_Data provided:_
━━━━━━━━━━━━━━━━━━━━━━━━━━━━━━

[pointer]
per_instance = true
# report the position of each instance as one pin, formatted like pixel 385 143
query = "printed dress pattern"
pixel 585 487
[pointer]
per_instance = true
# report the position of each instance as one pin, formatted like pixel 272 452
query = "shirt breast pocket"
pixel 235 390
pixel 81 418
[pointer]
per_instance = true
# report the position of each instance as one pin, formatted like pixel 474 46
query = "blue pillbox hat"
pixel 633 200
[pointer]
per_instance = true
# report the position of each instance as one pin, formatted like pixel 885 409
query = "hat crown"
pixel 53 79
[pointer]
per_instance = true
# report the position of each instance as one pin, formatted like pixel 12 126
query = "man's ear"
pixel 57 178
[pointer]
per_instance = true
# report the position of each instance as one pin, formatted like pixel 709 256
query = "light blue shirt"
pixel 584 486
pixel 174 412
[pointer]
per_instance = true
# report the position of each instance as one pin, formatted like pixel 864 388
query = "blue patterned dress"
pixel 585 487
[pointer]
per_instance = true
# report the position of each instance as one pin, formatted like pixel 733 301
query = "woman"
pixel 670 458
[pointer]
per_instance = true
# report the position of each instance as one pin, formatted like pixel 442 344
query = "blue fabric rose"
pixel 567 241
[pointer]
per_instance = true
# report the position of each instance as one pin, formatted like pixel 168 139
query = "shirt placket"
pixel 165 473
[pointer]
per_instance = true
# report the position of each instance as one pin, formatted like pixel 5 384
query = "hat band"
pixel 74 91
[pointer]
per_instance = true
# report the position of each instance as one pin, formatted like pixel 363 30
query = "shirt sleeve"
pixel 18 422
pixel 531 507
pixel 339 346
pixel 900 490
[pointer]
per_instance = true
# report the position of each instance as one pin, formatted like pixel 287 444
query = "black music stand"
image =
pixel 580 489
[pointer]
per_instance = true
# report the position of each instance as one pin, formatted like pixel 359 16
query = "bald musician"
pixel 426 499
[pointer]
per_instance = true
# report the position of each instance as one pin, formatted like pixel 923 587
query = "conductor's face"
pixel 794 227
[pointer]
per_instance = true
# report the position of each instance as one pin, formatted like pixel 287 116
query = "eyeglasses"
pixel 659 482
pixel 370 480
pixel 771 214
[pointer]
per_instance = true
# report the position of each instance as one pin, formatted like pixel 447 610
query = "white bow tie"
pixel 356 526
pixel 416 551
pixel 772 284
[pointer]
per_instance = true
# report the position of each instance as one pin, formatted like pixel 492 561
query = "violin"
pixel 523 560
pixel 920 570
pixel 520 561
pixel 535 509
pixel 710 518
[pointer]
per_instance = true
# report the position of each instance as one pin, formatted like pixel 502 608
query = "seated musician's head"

━━━━━━━━━━━━━━━━━━━━━━━━━━━━━━

Put the lines above into a Markdown table with two columns, No. and Line, giving each line its own row numbered in order and leaving out any blank lines.

_Final answer:_
| No. | Line |
|---|---|
| 1 | [pointer] |
| 2 | per_instance = true |
| 3 | # report the position of each instance as one pin, formatted like pixel 385 143 |
| 4 | query = "printed dress pattern" |
| 5 | pixel 585 487 |
| 6 | [pointer] |
| 7 | per_instance = true |
| 8 | # report the position of each instance as one pin, formatted like pixel 272 452 |
| 9 | query = "shirt breast pocket" |
| 10 | pixel 235 390 |
| 11 | pixel 81 418 |
| 12 | [pointer] |
| 13 | per_instance = true |
| 14 | # report the position of each instance as one pin, formatted like pixel 474 46 |
| 15 | query = "blue pillbox hat" |
| 16 | pixel 633 200 |
| 17 | [pointer] |
| 18 | per_instance = true |
| 19 | # report the position of each instance as one pin, formatted like pixel 885 409 |
| 20 | query = "hat crown" |
| 21 | pixel 53 79 |
| 22 | [pointer] |
| 23 | per_instance = true |
| 24 | # report the position of each instance as one pin, formatted like pixel 12 126 |
| 25 | query = "man's ear" |
| 26 | pixel 57 178 |
| 27 | [pointer] |
| 28 | per_instance = true |
| 29 | # report the position of each instance as one pin, formatted like pixel 709 256 |
| 30 | query = "light blue shirt" |
| 31 | pixel 584 486 |
| 32 | pixel 174 412 |
| 33 | [pointer] |
| 34 | per_instance = true |
| 35 | # report the position of each instance as one pin, formatted like pixel 864 388 |
| 36 | query = "blue patterned dress" |
| 37 | pixel 585 487 |
| 38 | [pointer] |
| 39 | per_instance = true |
| 40 | # report the position of each instance as one pin, formatted like pixel 733 301 |
| 41 | query = "woman" |
| 42 | pixel 670 458 |
| 43 | [pointer] |
| 44 | per_instance = true |
| 45 | # report the position of each instance as one pin, formatted like pixel 442 344 |
| 46 | query = "blue fabric rose" |
| 47 | pixel 567 241 |
| 48 | [pointer] |
| 49 | per_instance = true |
| 50 | # report the position of each instance as one pin, formatted like pixel 168 139 |
| 51 | query = "shirt placket" |
| 52 | pixel 165 473 |
| 53 | [pointer] |
| 54 | per_instance = true |
| 55 | # report the position of each instance as one pin, formatted like pixel 5 384 |
| 56 | query = "hat band" |
| 57 | pixel 74 91 |
| 58 | [pointer] |
| 59 | per_instance = true |
| 60 | # report the position of each instance as one pin, formatted like pixel 363 30 |
| 61 | query = "shirt sleeve" |
| 62 | pixel 18 422 |
| 63 | pixel 531 507 |
| 64 | pixel 339 346 |
| 65 | pixel 900 490 |
| 66 | [pointer] |
| 67 | per_instance = true |
| 68 | # report the position of each instance as one pin, formatted like pixel 287 444 |
| 69 | query = "black music stand" |
| 70 | image = |
| 71 | pixel 580 489 |
| 72 | [pointer] |
| 73 | per_instance = true |
| 74 | # report the position of each instance as one pin, formatted like pixel 359 16 |
| 75 | query = "bald musician" |
| 76 | pixel 426 499 |
| 77 | [pointer] |
| 78 | per_instance = true |
| 79 | # report the position of each instance as one pin, formatted like pixel 923 587 |
| 80 | query = "conductor's face" |
| 81 | pixel 794 227 |
| 82 | [pointer] |
| 83 | per_instance = true |
| 84 | # report the position of each instance as one pin, formatted like pixel 287 116 |
| 85 | query = "eyeglasses" |
| 86 | pixel 659 482 |
| 87 | pixel 370 480 |
| 88 | pixel 771 214 |
| 89 | [pointer] |
| 90 | per_instance = true |
| 91 | # report the position of each instance as one pin, formatted like pixel 447 610 |
| 92 | query = "white bow tie" |
| 93 | pixel 356 526 |
| 94 | pixel 416 551 |
| 95 | pixel 772 284 |
| 96 | [pointer] |
| 97 | per_instance = true |
| 98 | # report the position of each instance as one pin, formatted like pixel 492 561 |
| 99 | query = "violin" |
| 100 | pixel 523 560 |
| 101 | pixel 920 570 |
| 102 | pixel 520 561 |
| 103 | pixel 535 509 |
| 104 | pixel 710 518 |
| 105 | [pointer] |
| 106 | per_instance = true |
| 107 | # report the position of each instance as one pin, formatted like pixel 502 608 |
| 108 | query = "seated musician's head" |